--- Task ---
Gather every line from the entries below that contains the word "asphalt", and copy each one out. Case counts.

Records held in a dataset
---*---

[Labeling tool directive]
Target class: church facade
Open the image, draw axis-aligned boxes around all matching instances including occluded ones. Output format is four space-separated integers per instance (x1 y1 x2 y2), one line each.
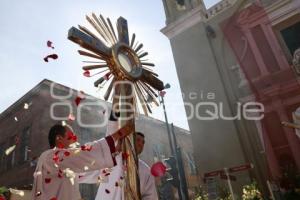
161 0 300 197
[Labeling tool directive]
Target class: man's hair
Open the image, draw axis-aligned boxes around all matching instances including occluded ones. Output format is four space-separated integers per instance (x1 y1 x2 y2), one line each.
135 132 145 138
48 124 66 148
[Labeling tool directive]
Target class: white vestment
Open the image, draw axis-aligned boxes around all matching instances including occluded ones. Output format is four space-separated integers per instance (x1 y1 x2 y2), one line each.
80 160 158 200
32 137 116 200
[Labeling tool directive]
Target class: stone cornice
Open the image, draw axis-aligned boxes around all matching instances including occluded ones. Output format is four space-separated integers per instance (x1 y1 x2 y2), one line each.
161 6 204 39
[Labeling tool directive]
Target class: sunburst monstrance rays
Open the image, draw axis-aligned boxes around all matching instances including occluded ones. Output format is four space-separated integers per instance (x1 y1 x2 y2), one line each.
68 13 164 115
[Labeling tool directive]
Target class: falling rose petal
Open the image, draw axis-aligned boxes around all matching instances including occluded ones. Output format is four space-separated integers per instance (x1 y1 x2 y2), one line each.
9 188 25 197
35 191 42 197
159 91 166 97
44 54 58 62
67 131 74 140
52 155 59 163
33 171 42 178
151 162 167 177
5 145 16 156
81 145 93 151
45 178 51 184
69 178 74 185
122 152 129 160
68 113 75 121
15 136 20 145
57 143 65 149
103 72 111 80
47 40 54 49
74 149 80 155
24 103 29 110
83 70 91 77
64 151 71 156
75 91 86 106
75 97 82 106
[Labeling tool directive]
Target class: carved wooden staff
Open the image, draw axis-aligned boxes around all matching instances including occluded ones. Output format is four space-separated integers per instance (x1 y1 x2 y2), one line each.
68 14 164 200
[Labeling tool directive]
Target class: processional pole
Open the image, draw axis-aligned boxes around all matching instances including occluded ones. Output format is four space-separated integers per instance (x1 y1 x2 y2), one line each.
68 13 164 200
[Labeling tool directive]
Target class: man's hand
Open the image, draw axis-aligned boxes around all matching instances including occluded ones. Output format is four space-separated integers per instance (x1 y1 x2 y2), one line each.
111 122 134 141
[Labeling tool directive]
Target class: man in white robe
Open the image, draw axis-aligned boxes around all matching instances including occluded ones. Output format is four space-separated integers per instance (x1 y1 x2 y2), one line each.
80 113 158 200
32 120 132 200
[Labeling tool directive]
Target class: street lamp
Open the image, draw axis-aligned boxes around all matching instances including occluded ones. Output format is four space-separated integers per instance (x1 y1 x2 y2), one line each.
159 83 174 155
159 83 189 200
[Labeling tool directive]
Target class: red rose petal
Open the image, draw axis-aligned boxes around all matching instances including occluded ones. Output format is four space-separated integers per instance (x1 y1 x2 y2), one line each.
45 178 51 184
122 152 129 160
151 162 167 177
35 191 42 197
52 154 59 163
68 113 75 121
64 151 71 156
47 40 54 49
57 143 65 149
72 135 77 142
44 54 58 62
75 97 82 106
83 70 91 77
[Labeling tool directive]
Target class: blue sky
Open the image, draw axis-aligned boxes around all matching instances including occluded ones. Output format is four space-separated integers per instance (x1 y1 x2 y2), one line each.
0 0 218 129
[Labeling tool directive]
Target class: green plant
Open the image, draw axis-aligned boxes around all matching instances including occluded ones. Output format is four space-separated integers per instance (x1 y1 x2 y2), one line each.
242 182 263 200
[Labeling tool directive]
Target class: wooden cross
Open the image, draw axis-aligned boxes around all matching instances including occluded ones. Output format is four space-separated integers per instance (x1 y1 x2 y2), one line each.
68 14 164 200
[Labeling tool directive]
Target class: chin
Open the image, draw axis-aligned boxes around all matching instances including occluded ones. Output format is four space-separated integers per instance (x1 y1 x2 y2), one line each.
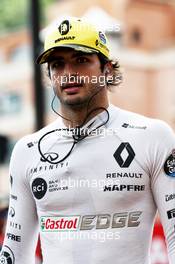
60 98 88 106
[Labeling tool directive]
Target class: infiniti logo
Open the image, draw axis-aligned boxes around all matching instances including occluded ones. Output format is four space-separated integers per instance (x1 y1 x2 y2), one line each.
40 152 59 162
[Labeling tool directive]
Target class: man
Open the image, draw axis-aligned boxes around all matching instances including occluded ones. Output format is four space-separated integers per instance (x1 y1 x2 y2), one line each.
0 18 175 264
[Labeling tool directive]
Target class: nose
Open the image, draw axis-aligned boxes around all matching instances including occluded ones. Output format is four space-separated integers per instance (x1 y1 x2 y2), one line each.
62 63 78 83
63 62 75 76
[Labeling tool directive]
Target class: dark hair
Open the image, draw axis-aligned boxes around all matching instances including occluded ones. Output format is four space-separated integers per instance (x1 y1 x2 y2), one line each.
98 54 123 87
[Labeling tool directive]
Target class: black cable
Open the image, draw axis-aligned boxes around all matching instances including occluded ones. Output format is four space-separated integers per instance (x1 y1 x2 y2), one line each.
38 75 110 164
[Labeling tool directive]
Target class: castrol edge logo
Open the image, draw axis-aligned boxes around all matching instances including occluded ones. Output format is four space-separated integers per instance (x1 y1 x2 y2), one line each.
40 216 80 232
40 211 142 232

---*---

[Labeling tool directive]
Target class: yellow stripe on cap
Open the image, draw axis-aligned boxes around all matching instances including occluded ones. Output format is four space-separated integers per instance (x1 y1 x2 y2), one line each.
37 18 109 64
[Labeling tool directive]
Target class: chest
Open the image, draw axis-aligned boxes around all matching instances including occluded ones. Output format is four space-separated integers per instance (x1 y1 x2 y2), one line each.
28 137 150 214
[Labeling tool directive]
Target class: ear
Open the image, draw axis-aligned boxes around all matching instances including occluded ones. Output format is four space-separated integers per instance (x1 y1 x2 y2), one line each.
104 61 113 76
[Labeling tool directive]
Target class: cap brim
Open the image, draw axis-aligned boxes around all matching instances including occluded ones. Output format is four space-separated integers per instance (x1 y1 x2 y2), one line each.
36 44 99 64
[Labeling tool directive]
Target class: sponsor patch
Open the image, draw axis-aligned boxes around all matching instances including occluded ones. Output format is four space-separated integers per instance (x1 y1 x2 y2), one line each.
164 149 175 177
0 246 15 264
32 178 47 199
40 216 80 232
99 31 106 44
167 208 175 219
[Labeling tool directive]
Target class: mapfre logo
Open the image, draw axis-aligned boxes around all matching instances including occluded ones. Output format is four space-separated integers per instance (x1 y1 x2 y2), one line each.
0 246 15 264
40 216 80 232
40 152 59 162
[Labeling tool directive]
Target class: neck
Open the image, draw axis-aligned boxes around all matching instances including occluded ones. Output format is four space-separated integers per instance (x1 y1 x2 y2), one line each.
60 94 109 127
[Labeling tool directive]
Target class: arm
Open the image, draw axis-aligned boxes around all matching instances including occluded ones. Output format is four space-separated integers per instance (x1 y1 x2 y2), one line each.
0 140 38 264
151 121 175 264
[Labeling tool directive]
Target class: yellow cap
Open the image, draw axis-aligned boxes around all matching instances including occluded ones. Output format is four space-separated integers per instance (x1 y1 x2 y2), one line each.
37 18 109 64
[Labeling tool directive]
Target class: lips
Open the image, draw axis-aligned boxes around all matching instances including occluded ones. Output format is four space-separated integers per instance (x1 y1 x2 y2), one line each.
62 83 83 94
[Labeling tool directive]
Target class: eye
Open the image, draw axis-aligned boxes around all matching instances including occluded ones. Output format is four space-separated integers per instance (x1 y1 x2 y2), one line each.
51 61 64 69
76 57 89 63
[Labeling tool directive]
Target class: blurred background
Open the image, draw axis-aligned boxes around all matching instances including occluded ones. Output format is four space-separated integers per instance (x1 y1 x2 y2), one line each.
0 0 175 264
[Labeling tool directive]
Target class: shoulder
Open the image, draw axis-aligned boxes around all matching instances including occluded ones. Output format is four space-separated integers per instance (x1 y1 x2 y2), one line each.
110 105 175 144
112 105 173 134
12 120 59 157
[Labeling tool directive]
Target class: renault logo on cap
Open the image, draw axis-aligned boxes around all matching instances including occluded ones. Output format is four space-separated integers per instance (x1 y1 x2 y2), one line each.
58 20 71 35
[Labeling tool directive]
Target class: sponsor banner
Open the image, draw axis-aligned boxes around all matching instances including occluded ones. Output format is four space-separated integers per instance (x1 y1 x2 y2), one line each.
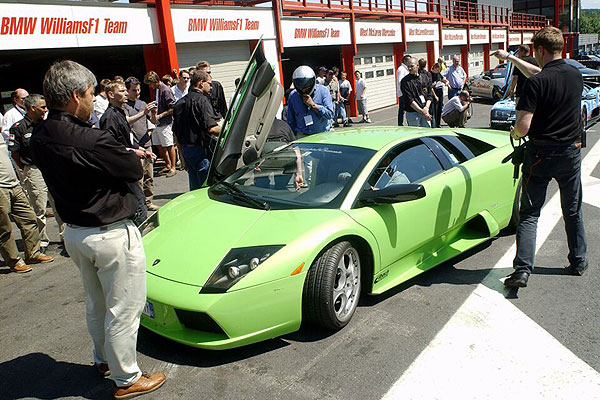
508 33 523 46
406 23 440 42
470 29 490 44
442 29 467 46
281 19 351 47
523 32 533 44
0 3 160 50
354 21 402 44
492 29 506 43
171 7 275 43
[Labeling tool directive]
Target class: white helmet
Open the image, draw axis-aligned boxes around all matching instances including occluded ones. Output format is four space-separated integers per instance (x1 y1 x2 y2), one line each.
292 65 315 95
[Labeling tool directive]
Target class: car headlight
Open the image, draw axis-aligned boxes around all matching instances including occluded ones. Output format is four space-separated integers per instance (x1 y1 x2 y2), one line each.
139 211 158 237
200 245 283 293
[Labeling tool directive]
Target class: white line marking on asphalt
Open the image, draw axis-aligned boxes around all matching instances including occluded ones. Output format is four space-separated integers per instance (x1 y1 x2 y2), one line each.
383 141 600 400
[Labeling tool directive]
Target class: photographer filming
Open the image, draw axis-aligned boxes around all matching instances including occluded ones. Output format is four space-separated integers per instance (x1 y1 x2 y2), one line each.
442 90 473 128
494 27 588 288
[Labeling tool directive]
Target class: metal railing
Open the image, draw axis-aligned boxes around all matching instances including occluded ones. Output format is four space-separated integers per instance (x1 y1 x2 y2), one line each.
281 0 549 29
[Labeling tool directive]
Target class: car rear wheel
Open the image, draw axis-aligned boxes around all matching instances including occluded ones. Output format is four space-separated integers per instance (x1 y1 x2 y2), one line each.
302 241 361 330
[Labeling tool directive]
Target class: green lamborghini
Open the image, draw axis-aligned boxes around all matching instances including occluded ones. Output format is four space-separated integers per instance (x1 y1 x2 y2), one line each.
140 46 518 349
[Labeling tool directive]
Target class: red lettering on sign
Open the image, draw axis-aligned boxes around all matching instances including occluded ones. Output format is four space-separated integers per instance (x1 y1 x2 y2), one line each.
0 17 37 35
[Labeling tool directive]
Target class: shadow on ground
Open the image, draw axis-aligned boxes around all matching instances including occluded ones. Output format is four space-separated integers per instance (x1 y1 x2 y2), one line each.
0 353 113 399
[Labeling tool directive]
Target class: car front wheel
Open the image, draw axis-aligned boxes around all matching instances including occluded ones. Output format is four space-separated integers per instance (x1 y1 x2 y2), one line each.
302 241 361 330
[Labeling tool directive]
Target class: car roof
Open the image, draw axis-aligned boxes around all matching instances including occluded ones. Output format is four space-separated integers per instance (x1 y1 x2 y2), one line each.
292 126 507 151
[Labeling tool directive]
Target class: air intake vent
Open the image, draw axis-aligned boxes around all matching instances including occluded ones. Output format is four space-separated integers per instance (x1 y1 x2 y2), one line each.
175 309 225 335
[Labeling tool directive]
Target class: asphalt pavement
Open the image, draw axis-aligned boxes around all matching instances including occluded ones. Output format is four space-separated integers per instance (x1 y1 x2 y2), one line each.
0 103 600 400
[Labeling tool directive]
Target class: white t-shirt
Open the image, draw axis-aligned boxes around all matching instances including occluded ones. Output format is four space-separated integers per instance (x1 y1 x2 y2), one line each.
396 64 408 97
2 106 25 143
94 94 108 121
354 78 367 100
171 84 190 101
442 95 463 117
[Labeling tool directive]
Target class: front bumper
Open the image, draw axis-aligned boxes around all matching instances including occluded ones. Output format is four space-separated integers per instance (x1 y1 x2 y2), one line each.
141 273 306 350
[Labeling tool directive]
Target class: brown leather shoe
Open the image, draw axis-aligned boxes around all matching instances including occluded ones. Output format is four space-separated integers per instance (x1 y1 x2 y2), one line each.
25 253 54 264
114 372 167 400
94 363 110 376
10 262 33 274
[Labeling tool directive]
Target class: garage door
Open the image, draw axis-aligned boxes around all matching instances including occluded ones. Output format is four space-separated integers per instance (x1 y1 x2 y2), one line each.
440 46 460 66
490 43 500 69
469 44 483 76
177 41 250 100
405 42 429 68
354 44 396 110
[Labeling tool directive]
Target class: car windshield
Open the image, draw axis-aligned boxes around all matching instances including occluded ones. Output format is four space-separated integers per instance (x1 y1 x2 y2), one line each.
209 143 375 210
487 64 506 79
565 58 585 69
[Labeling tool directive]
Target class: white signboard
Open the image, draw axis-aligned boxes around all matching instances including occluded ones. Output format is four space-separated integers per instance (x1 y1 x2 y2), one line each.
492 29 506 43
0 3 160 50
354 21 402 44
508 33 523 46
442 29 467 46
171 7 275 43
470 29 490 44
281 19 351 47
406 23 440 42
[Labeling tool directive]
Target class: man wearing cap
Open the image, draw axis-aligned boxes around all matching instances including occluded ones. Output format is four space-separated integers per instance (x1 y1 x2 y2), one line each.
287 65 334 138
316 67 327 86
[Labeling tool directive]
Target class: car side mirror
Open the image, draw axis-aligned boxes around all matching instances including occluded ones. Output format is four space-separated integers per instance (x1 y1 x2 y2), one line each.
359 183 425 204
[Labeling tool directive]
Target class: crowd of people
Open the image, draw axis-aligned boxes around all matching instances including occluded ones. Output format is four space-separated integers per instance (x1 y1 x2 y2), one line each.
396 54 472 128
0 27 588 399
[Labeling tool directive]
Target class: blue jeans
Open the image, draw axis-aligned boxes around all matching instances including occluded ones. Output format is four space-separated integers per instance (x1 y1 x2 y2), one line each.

---*---

--- Full answer ---
Target class: white line marking on asphalt
Target class: asphalt pavement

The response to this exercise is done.